** Start of Page extract **

ORDERED that order is affirmed, with costs.
In September 2010, the plaintiff commenced this action to foreclose a mortgage against, among others, the defendant Jose Rodriguez (hereinafter the defendant). The defendant answered the complaint, asserting several affirmative defenses and counterclaims, to which the plaintiff replied. Subsequently, the plaintiff moved, inter alia, for summary judgment on the complaint insofar as asserted against the defendant, to strike his answer, and for an order of reference. In an order entered April 1, 2015, the Supreme Court granted the motion and referred the matter to a referee to compute the amount due to the plaintiff.
By order to show cause dated May 11, 2016, the defendant moved to dismiss the complaint insofar as asserted against him for failure to comply with Kings County Supreme Court Uniform Civil Term Rules, Part F, rule 8 (hereinafter Rule 8). The plaintiff opposed the defendant's motion to dismiss, arguing that it had a reasonable excuse for its failure to comply with Rule 8. Subsequently, the plaintiff moved for a judgment of foreclosure and sale. On April 26, 2017, a judgment of foreclosure and sale was issued. On the same day, the Supreme Court denied the defendant's motion to dismiss the complaint, concluding that the plaintiff presented a reasonable excuse for its failure to comply with Rule 8. The defendant appeals.

** End of Page extract **
** Start of Data listing **

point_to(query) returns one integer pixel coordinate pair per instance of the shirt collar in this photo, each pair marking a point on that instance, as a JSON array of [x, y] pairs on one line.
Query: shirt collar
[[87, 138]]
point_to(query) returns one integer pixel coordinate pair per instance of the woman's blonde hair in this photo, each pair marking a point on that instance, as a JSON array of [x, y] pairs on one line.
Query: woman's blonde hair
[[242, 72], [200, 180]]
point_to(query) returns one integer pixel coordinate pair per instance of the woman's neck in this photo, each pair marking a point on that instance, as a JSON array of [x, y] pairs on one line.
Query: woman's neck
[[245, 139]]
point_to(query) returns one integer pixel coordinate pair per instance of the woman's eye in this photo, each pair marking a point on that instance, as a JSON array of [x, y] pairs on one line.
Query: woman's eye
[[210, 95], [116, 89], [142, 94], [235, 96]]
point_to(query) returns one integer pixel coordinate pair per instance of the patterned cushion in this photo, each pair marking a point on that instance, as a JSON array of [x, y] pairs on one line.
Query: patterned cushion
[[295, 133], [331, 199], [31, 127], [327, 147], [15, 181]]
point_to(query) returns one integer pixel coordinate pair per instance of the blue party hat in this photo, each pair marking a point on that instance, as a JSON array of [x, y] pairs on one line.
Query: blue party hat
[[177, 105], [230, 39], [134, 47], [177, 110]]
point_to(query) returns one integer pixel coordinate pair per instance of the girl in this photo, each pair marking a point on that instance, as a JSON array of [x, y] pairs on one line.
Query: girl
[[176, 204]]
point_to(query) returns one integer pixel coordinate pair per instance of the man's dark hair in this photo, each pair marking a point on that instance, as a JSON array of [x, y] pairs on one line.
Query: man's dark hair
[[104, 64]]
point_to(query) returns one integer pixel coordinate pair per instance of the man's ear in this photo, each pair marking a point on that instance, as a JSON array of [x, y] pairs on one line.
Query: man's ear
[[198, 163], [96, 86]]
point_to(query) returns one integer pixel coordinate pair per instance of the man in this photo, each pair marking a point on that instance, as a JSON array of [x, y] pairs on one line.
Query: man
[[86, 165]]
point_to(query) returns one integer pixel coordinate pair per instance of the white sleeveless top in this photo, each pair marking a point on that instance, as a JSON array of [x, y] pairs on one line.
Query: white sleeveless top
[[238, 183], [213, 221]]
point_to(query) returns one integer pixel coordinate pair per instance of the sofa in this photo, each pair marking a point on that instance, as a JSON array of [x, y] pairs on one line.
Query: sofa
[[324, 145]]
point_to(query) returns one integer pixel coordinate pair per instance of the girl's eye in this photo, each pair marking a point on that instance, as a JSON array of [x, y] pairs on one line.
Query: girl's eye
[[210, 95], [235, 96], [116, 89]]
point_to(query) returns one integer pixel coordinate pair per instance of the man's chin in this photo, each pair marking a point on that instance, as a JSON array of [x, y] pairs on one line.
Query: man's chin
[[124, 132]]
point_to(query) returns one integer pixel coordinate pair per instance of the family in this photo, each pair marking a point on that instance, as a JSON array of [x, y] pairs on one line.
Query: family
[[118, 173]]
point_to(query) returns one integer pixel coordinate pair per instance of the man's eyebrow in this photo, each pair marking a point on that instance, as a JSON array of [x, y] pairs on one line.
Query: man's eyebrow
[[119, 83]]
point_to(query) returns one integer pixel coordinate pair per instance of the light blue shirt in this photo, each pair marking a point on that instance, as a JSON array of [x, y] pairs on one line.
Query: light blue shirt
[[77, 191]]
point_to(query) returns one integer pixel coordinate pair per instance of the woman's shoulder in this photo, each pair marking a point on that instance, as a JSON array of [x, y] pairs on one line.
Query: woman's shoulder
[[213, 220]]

** End of Data listing **

# Stated exercise 1
Retype the foreclosure ruling word for word, everything from "ORDERED that order" down to "to the plaintiff.".
# Stated exercise 2
In the foreclosure ruling, on what date was the judgment of foreclosure and sale issued?
The material was taken from a separate source.

# Expected answer 1
ORDERED that order is affirmed, with costs.
In September 2010, the plaintiff commenced this action to foreclose a mortgage against, among others, the defendant Jose Rodriguez (hereinafter the defendant). The defendant answered the complaint, asserting several affirmative defenses and counterclaims, to which the plaintiff replied. Subsequently, the plaintiff moved, inter alia, for summary judgment on the complaint insofar as asserted against the defendant, to strike his answer, and for an order of reference. In an order entered April 1, 2015, the Supreme Court granted the motion and referred the matter to a referee to compute the amount due to the plaintiff.

# Expected answer 2
April 26, 2017